* What the exercise asks
Please copy the records from the start through the line containing "337,336,869,555", including that line and the requests, and multiply every bounding-box coordinate in the answers by 0.5, rounding to whole numbers with halves rounded up. Leave the pictures out.

** start of Available records **

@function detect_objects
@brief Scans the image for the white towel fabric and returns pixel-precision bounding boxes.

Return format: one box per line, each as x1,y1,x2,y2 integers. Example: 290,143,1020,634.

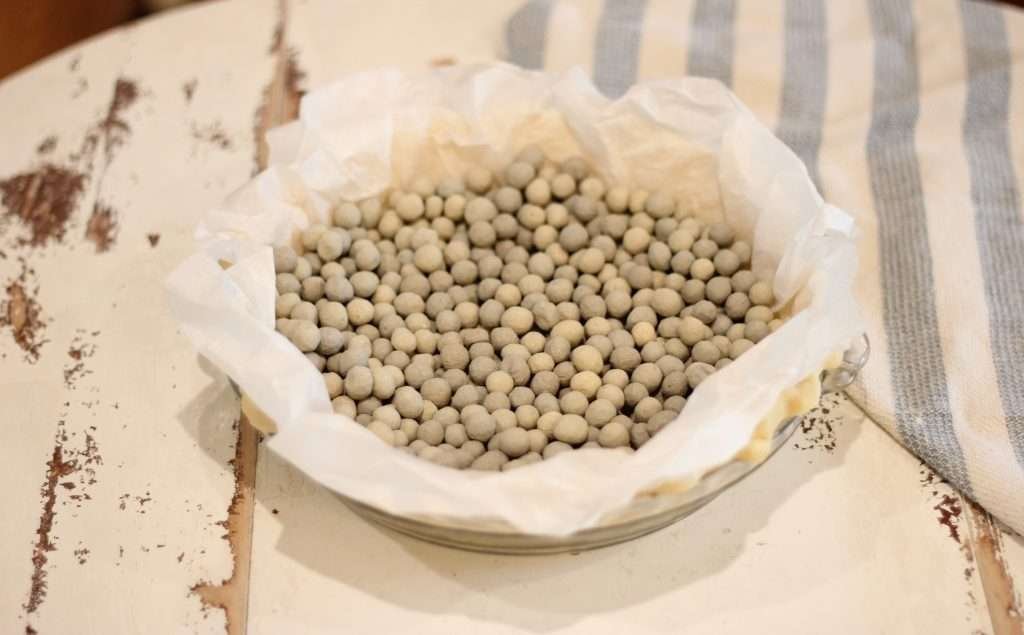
506,0,1024,534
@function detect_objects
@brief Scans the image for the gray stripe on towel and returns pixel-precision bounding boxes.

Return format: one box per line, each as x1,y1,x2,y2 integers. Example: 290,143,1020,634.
594,0,647,97
686,0,736,86
867,0,971,495
961,2,1024,466
505,0,552,71
777,0,828,191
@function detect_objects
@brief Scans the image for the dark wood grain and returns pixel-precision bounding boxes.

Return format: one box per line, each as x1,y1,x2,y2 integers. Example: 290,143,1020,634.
0,0,141,78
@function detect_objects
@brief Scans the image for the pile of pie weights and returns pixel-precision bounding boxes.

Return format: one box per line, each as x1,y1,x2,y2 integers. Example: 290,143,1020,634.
274,146,781,470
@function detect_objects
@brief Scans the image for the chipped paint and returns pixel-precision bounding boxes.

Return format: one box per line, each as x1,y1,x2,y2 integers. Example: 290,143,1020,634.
189,416,259,635
0,260,48,364
967,501,1024,635
253,0,305,172
0,163,86,247
22,413,103,618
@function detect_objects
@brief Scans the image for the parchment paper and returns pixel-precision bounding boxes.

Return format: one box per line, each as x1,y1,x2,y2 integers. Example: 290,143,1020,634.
167,64,862,535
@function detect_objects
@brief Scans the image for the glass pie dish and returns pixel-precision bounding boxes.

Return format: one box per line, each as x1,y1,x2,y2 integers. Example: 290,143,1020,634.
337,336,869,555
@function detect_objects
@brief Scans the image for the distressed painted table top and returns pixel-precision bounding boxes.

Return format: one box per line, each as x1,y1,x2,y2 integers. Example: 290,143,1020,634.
0,0,1024,633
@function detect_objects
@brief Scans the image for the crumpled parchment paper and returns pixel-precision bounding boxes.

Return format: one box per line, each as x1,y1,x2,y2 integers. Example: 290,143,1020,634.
167,64,862,535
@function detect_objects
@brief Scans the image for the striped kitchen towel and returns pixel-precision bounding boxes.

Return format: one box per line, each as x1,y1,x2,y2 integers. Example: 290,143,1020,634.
506,0,1024,534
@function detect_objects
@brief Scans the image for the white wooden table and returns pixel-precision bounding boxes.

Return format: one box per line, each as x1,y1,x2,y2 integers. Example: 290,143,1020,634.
0,0,1024,633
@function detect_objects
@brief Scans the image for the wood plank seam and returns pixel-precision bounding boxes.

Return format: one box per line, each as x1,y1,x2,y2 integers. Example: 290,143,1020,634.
191,0,303,635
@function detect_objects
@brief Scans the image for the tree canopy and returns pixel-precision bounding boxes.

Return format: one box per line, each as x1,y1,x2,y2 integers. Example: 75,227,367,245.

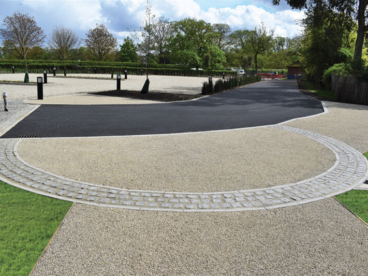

** end of Available records **

* Solved exercise
@function detect_objects
@brief Scans the image for the white towel fabric and returns pixel-precision bounding boxes.

Return format: one box per line, each as x1,y1,x2,y2 integers. Example: 290,143,1020,634.

253,0,512,267
@function detect_objects
@brief Scans the image for the gray stripe on towel and returns pixel-precision bounding boxes.

Return format: one box per line, each as x1,y1,x2,y2 integers. Example: 290,143,1020,634.
297,0,324,49
343,0,368,43
434,0,486,248
481,1,512,233
253,0,276,36
389,0,414,96
@function detect_objects
@brief Scans the image for the dark wood grain and returns pixel-precision bounding boxes.

Return format: one box per line, each as x1,y1,x2,y2 integers. Example: 290,143,1020,634.
0,0,71,39
@function detect_objects
@brief Scans the image for the pile of pie weights and returns pixel-precision bounding boxes.

Return format: one box per line, each as x1,y1,x2,y2 integers. Example: 290,143,1020,634.
137,73,391,235
@function detect_objects
@brief Scans the image for the chipped paint and returns pixel-precision bounding boxes.

Return format: one box per line, each as x1,y1,x2,y2 integers. Example: 290,143,1020,634.
95,208,130,318
0,130,24,182
484,251,512,318
127,0,153,86
0,82,43,124
11,207,52,309
@function detect_objects
@brief Scans the image for the parchment paper and returns pixel-precision bounding boxes.

Return format: one box per line, each as x1,y1,x2,y2 integers. Example: 290,143,1020,634.
84,32,431,268
@function detect_objects
@brief Scans the image for the glass pie dish and returns pixel-precision bounding boxes.

Return format: one box per line, each as x1,y1,x2,y2 integers. Example: 290,143,1020,634.
169,168,435,278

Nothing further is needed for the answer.